**Kerjakan Soal Berikut:**
• 1. Salin ulang teks tentang perwalian anak, yaitu seluruh bagian mulai dari "Perwalian Anak—Agama dan" hingga "boleh jadi timbul.".
• 2. Menurut teks tentang perwalian anak, dewasa ini semakin banyak orang yang menikah dengan siapa?

**Kutipan Pilihan:**
= = = =
Perwalian Anak—Agama dan Hukum
DALAM kasus-kasus perceraian dan perwalian anak, agama dapat menjadi faktor yang penting—sekaligus rumit. Misalnya, pertanyaan-pertanyaan berikut ini boleh jadi timbul.
Haruskah hakim mempertimbangkan kesaksian yang menyatakan bahwa salah satu orang-tua tidak pantas menjadi wali bagi sang anak karena ia memeluk suatu agama tertentu, khususnya agama minoritas? Haruskah hakim mempertimbangkan kesaksian mengenai kepercayaan dan praktek agama orang-tua untuk dapat menentukan agama mana, dalam pandangannya, yang adalah terbaik bagi sang anak? Kalau begitu, haruskah ia memerintahkan agar sang anak dibesarkan dalam agama itu dan melarang anak itu memeluk agama lain?
Dewasa ini, semakin banyak orang yang menikah dengan orang dari luar agama dan latar belakang etnik mereka sendiri. Jadi sewaktu pasangan ini bercerai, anak-anak boleh jadi telah memiliki hubungan dengan dua komunitas agama. Kadang-kadang, orang-tua yang sedang mengalami proses perceraian mungkin baru menerima agama tertentu yang berbeda dengan agamanya yang terdahulu. Hubungannya dengan agama yang baru tersebut boleh jadi menjadi faktor yang menstabilkan kehidupannya dan sangat penting baginya meskipun ini masih asing bagi sang anak. Jadi timbul pertanyaan lain: Dapatkah pengadilan melarang orang-tua untuk membawa sang anak ke kebaktian agama tersebut hanya karena itu berbeda dengan agama yang sebelumnya ia anut?
= = = =
**Entri Data:**
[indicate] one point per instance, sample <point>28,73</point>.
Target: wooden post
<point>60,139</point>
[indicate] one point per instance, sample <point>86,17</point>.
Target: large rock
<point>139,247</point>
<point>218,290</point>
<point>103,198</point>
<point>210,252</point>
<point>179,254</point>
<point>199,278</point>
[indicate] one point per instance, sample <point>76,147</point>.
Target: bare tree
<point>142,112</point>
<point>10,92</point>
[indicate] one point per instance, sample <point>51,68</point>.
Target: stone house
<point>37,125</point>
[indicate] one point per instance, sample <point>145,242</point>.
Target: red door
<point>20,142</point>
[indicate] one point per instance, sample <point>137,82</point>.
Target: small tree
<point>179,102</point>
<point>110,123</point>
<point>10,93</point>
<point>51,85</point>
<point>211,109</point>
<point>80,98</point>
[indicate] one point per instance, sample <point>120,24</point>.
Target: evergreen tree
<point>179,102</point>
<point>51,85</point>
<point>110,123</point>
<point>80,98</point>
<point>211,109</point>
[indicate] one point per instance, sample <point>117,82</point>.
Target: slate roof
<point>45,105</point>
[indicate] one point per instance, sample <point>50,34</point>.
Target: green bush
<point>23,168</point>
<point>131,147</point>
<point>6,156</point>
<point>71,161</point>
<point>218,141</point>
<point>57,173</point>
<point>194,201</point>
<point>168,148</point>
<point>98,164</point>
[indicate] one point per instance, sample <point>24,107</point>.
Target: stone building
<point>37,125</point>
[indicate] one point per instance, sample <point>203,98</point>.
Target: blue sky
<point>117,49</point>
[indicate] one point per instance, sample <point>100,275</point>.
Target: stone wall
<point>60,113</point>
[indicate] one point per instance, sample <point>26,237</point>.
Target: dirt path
= = = =
**Jawaban Tiap Soal:**
• 1.
Perwalian Anak—Agama dan Hukum
DALAM kasus-kasus perceraian dan perwalian anak, agama dapat menjadi faktor yang penting—sekaligus rumit. Misalnya, pertanyaan-pertanyaan berikut ini boleh jadi timbul.

• 2. Dengan orang dari luar agama dan latar belakang etnik mereka sendiri.